» **Exercise directions**:
Render as a numbered list everything in the entries below, from the line containing "stone rubble wall" down to the last line, skipping any blank lines.
---------- Record extracts
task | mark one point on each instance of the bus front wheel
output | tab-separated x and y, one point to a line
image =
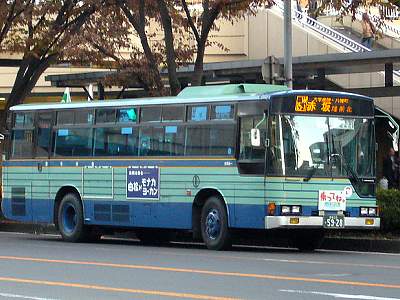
214	225
70	219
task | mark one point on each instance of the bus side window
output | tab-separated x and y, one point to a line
44	123
116	141
22	136
174	140
73	142
222	140
197	140
151	141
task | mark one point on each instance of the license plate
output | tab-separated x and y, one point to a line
333	221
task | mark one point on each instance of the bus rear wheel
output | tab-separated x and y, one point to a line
308	240
214	225
70	219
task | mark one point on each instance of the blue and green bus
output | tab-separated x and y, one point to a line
212	161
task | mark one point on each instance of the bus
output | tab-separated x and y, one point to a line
212	161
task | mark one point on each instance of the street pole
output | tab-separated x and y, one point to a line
287	45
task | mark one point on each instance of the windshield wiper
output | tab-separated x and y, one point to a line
349	170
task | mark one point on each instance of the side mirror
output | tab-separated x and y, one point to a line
255	137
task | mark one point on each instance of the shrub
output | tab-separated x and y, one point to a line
389	208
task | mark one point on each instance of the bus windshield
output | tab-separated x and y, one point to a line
331	146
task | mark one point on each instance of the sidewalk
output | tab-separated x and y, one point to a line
347	241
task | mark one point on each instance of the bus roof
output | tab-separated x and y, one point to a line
200	94
217	93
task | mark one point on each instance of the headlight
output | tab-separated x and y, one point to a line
285	209
364	211
372	211
296	209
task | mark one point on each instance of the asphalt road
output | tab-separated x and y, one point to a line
44	267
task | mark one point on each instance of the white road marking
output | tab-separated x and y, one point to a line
6	295
339	296
333	275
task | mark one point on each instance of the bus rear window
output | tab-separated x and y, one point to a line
222	112
198	113
23	120
127	115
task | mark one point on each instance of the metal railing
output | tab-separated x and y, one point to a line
386	28
327	32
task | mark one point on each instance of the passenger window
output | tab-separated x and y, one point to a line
174	140
23	120
198	113
116	141
150	114
173	113
151	141
222	140
22	143
222	112
44	122
127	115
105	115
73	142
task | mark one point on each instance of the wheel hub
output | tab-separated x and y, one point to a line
213	224
70	218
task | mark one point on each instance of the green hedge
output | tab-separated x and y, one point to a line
389	209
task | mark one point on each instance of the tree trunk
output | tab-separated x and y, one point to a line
169	45
197	77
151	62
29	72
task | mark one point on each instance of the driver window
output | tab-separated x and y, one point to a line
247	151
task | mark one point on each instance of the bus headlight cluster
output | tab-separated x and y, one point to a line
368	211
291	209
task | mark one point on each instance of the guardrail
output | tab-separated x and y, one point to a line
388	29
327	32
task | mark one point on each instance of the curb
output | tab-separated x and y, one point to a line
330	243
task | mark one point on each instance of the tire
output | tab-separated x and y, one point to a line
214	225
70	219
308	241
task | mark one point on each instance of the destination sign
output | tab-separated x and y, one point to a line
323	104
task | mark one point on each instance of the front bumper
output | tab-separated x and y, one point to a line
317	222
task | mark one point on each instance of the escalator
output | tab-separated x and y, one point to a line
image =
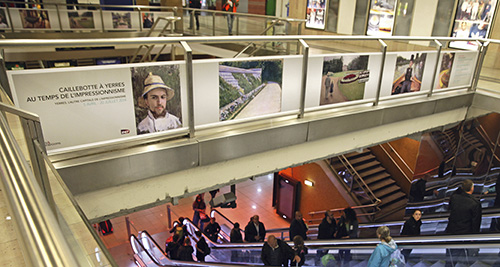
427	249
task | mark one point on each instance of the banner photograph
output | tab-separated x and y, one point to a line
344	78
157	98
381	18
472	20
249	88
81	20
315	14
408	73
77	105
443	80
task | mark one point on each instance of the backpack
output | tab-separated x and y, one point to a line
397	259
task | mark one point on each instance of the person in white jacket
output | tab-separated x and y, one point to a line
156	94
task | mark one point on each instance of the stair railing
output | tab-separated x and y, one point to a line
490	143
400	160
359	180
169	26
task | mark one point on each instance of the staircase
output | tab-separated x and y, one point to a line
374	175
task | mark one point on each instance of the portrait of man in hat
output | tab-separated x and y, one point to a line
154	115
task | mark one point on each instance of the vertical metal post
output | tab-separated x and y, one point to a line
483	49
191	22
10	18
237	24
440	46
172	52
299	32
33	133
140	22
305	63
213	23
169	217
188	57
382	64
59	17
127	223
102	19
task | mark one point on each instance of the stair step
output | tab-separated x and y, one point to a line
393	197
366	166
388	189
363	158
372	171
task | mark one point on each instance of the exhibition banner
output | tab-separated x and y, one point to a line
249	88
473	19
381	18
316	14
456	69
344	78
85	105
408	73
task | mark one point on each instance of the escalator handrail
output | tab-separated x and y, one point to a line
145	250
466	241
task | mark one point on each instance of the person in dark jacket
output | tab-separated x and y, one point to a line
255	230
411	228
186	250
195	4
348	228
172	247
300	250
212	230
298	227
465	218
235	235
418	189
277	253
201	247
326	230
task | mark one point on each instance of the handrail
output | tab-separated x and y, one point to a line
374	197
399	157
491	144
42	240
8	43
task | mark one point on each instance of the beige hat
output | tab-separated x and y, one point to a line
154	82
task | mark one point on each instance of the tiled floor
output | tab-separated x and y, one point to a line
253	197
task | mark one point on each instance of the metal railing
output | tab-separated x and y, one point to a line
61	8
26	198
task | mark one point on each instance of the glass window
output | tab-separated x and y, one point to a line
332	15
359	27
444	16
404	16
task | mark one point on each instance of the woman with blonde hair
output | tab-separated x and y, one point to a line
381	256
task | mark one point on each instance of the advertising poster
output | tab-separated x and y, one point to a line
472	20
157	98
408	73
121	20
249	88
315	14
148	20
81	20
443	79
77	105
463	68
344	78
3	20
381	18
33	18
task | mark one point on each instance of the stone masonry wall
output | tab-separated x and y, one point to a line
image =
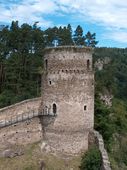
22	133
68	82
19	108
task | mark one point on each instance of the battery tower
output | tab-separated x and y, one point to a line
68	94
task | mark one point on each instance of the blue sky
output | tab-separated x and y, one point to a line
107	18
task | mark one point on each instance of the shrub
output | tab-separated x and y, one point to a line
91	160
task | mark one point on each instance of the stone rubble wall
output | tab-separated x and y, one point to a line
22	133
25	106
96	138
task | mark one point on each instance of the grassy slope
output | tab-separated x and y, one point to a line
32	158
--------------------
» **Worked answer**:
1. task | mark one point on each instance of the stone rubble wall
2. output | tab-separated x and y, one point to a line
3. 22	133
4. 25	106
5. 96	138
6. task | mark one point on each instance of the grassy slope
7. output | tab-separated x and y, one point to a line
8. 32	158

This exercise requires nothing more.